What the exercise asks - Pick up the review of The Greatest Showman after its last sentence and keep writing it in the same voice.

Thursday, December 21, 2017

The Boy From Oz

Year: 2017
Director: Michael Gracey
Cast: Hugh Jackman, Michelle Williams, Zac Efron
Run Time: 1 hour 45 minutes
MPAA Rating: PG

You guys, the Mamma Mia 2 trailer premiered before The Greatest Showman, and if that movie isn't the most exciting slice of glitter pie that cinema has to offer in the coming year, then I'll eat my bedazzled hat. I can't wait to hear what obscure ABBA songs they're forced to pick and see how many clunky lines they can shove into Cher's mouth. The fact that a two and a half minute trailer for a movie that will almost certainly be a beautiful disaster excited me more than The Greatest Showman should probably say something, but this review still isn't a negative one. Let's jump into it!

Hey Hugh Jackman, it's nice to see you without mutton chops.

The Greatest Showman is a highly fictionalized (read: lies, all lies) telling of the life of P. T. Barnum (Hugh Jackman), which has opted to take his life full of exploiting "freaks" and enslaving animals and turn it into a wholesome movie about one man's dream to bring happiness to all people in spite of the haters. And here I thought The Disaster Artist was going to be the most thoroughly sanitized whitewashing of a real person's horrifying tendencies I saw in theaters this year.

Anyway, whatever. It's a movie musical. We don't get enough of them for me to go around boycotting any of them, and since when have movies actually been good with biographical material? So Barnum is struggling to make ends meet for his born-into-privilige-but-unwaveringly-supportive wife Charity (Michelle Williams) and their two ruthlessly adorable daughters. Through a bizarre combination of white savior-itis and feeling on the fringes of society, he decides to create the circus, a spectacular show of derring-do that highlights the outcasts of society including a little person dubbed Tom Thumb (Sam Humphrey), a bearded lady (Keala Settle), a brother-sister duo of African-American acrobats (Zendaya and Yahya Abdul-Mateen II), what seems to be Kate McKinnon in ghost makeup, and basically the entire cast of Newsies with either wigs or goop on their faces.

Seriously, these freaks are hot as f**k.

I don't want to be a bummer, so I'm gonna start with the worst thing about The Greatest Showman and work my way up into what I secretly kinda love about it. Here goes: The plot is totally boring. Anytime we're forced to spend any prolonged time with Barnum and his drama (or Michelle Williams, who is totally wasted in one of the most reductive, passive female roles in years), it begins to slide back into being a sludgy, nuance-free biopic, and nobody wants that.

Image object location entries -

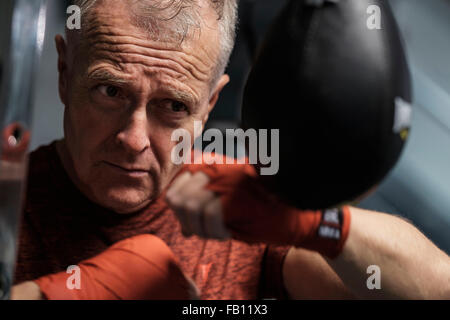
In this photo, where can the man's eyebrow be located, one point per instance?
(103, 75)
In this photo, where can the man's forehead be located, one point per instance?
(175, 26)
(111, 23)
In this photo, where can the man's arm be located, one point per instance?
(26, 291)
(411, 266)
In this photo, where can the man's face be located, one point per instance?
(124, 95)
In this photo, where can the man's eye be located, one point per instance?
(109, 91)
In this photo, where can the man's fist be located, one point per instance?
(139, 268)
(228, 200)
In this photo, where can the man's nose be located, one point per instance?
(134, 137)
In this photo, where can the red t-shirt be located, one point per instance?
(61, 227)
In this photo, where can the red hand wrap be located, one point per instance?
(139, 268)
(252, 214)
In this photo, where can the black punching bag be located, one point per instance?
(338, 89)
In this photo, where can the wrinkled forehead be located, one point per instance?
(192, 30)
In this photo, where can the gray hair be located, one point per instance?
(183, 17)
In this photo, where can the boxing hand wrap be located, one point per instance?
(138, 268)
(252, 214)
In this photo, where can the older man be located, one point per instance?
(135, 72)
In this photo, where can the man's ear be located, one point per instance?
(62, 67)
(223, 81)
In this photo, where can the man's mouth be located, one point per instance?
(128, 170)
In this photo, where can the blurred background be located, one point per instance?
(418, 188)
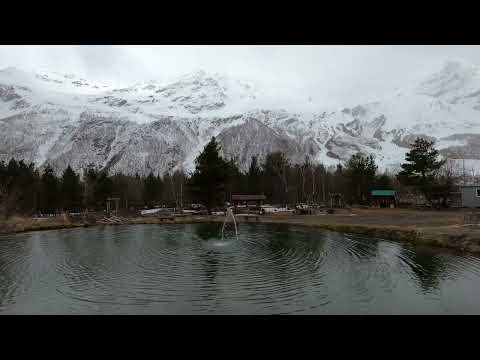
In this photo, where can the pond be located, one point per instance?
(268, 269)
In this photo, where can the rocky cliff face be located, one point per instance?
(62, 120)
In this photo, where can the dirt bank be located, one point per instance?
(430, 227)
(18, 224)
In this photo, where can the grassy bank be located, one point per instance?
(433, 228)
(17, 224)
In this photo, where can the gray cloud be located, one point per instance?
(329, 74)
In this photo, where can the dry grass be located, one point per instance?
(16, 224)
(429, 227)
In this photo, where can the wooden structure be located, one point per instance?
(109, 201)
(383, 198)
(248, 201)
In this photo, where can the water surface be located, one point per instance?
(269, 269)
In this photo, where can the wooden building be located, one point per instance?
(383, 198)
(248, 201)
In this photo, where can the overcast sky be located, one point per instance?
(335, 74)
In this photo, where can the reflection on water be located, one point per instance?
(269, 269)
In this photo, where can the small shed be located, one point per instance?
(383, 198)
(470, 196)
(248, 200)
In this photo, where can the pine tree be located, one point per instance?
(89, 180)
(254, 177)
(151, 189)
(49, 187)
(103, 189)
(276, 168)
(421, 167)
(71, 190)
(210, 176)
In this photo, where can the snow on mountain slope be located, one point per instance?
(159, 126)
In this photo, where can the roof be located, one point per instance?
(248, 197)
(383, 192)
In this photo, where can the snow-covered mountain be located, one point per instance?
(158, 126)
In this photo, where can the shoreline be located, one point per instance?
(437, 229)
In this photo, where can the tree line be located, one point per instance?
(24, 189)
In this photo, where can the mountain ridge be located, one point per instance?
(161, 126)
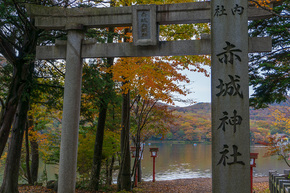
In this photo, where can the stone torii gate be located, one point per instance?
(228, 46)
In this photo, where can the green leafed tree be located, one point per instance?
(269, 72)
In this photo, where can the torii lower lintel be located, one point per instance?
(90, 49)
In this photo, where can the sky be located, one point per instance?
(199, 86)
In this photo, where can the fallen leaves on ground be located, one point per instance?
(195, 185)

==

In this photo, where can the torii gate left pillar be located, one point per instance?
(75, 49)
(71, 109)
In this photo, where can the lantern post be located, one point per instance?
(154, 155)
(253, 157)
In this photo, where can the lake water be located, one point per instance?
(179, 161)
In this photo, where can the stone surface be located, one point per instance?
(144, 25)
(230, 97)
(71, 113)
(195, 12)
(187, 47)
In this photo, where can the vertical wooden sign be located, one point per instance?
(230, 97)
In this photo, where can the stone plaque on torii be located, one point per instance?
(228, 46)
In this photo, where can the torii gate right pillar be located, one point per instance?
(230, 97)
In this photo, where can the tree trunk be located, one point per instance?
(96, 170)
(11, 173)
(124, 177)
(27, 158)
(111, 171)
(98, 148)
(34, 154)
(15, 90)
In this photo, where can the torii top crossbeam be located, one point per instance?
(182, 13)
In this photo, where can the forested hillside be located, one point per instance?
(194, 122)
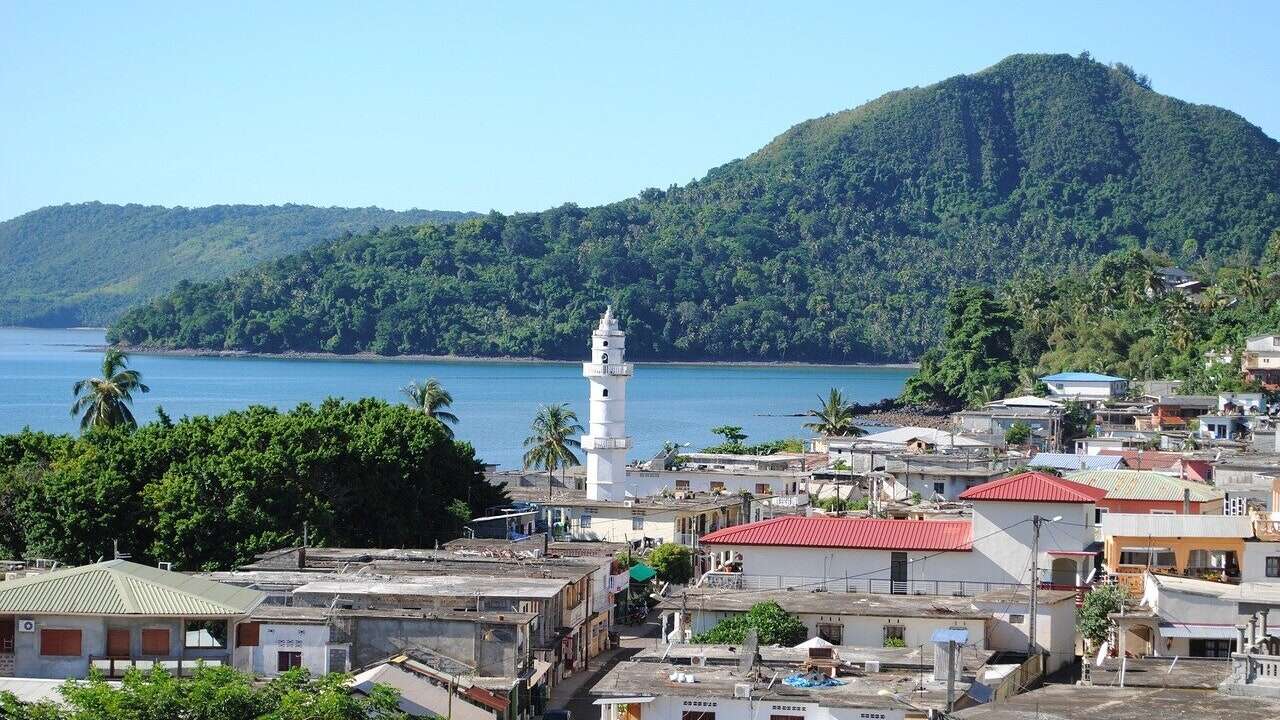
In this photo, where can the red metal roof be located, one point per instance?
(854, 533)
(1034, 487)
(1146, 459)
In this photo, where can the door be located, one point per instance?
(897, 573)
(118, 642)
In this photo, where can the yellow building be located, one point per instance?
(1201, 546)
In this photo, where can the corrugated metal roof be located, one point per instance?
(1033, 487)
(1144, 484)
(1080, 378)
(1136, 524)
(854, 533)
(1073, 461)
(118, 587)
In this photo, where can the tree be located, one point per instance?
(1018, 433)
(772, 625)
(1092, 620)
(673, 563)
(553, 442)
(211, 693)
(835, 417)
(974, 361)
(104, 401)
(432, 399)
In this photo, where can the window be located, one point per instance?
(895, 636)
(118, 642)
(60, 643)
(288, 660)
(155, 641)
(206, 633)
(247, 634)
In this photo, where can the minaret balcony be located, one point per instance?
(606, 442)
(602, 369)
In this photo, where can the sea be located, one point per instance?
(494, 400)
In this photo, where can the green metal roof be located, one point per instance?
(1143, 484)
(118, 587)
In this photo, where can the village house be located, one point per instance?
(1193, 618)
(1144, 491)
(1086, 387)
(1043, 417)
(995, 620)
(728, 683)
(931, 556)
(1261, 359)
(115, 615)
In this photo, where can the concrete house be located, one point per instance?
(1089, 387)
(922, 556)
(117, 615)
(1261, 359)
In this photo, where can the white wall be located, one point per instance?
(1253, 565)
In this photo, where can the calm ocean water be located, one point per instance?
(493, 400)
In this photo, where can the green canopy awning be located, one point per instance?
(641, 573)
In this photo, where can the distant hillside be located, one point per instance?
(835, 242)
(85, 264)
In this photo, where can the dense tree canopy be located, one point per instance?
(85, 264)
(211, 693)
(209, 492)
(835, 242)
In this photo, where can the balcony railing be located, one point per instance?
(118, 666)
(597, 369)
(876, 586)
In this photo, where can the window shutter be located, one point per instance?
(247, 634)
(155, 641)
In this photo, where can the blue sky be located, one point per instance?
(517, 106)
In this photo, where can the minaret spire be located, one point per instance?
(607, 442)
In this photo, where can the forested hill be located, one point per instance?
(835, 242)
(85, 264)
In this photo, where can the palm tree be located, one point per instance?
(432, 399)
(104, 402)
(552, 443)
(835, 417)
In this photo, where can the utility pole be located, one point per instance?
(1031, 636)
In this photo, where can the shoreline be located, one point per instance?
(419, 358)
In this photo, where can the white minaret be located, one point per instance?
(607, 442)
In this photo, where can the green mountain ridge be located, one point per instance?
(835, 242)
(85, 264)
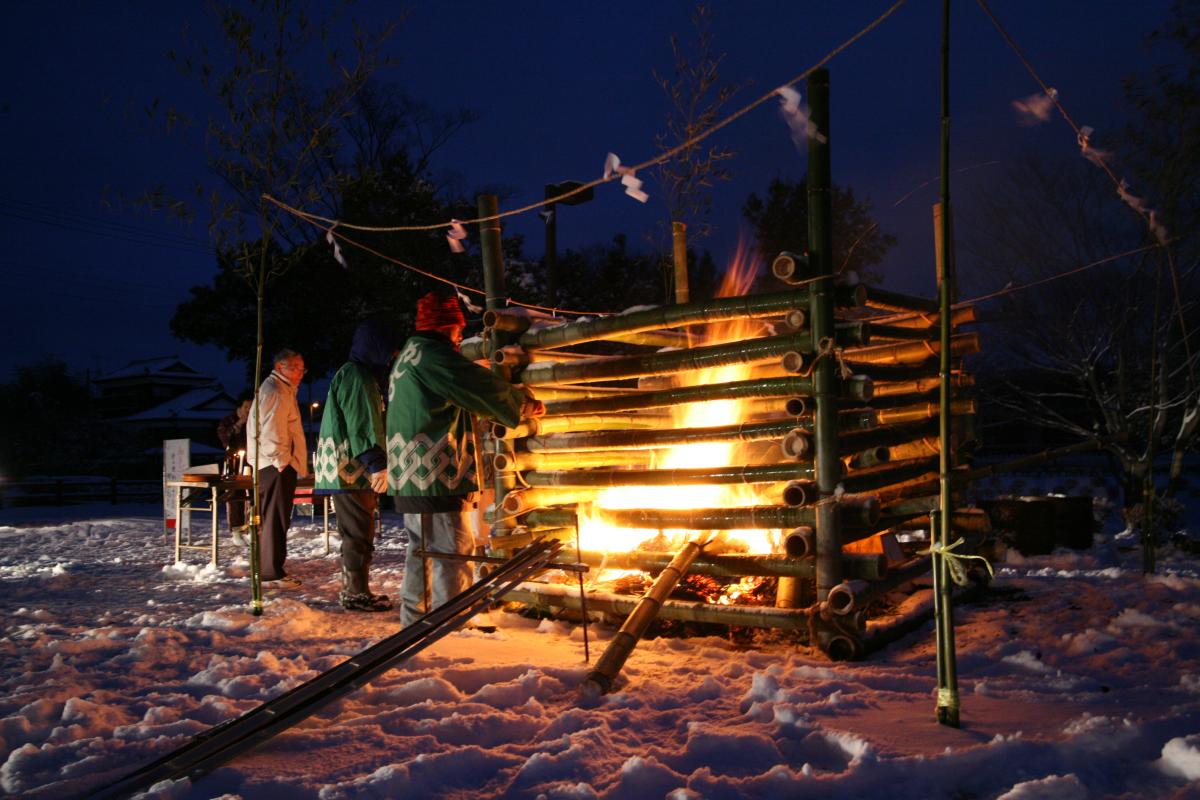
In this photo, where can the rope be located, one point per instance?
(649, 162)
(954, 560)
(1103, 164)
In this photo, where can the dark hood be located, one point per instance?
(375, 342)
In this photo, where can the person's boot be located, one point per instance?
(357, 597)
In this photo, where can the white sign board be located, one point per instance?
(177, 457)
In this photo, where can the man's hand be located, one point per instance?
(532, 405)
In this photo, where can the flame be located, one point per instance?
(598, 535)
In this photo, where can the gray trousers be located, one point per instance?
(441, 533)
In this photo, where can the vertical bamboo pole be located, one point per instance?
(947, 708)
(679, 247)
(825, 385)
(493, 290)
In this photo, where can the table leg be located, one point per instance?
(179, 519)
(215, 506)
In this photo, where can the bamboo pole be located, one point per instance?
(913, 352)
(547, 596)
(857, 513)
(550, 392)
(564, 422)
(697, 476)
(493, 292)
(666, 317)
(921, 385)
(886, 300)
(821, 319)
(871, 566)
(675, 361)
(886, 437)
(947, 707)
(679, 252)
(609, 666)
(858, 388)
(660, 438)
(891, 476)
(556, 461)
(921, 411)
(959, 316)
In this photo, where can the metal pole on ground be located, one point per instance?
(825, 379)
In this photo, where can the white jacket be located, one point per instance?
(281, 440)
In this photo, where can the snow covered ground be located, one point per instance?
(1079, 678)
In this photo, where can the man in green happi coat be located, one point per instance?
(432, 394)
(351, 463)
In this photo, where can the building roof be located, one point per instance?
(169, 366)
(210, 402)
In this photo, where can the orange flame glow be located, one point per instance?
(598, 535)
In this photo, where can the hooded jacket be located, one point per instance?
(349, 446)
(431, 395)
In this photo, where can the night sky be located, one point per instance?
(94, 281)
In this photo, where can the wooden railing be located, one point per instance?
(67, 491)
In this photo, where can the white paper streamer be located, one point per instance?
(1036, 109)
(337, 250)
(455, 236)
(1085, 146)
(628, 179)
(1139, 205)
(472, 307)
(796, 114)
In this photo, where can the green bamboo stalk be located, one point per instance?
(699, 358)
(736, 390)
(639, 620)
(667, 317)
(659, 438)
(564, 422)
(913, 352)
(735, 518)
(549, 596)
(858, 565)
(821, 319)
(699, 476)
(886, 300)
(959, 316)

Answer to the problem -
Honestly, these parts can get really dreary. They feint toward depicting Barnum as a lying, thieving scumbag but aren't willing to commit to that interpretation, and the constant pulling back leaves a lurching feeling in your stomach. And the scenes at the circus aren't much better, almost entirely forgetting to explore the inner lives of the circus performers who form the central theme of accepting yourself for who you are. There is a halfhearted stab at the idea that being black makes you just as Other as being a dogboy in America in the 1800's, but this is not a political movie. It's not really an anything movie, jamming a square peg of reality into the round hole of upbeat musical mayhem. 

There hasn't been a tone so ill-suited to biographical material since the sitcom Heil Honey, I'm Home!

But one good thing about The Greatest Showman is that it speeds though its plotty bits in strokes as broad as Fifth Avenue. Sure, that prevents engagement with any of the characters but who needs that, this is a musical extravaganza! Now, the music itself is... fine. Songwriters Pasek and Paul have proven themselves to be very capable at crafting catchy pop Broadway numbers (they wrote lyrics for La La Land, provided the best song to Trolls, and had a recent stage hit with Dear Evan Hansen - the former and the latter presumably being the reason this movie finally got the green light after seven years), and they provide the same service here.

None of the songs are incredibly memorable, matching the hollowly inspirational themes of the plot with rousing riffs on Rihanna, Mumford & Sons, and other pop subgenres that are invariably upbeat. The litany of interchangeable, on-the-nose "believe in yourself" lyrics can be a little numbing until they throw in a bit of variety late in Act 2. Plus there's a supposed opera number is hilariously off base, but god I've missed musicals. There's no genre more suited for frothy, nutrient-free material, and here's the thing: the choreography is not to be missed.

Yeah, there's a reason I still seem excited about this movie after all that complaining.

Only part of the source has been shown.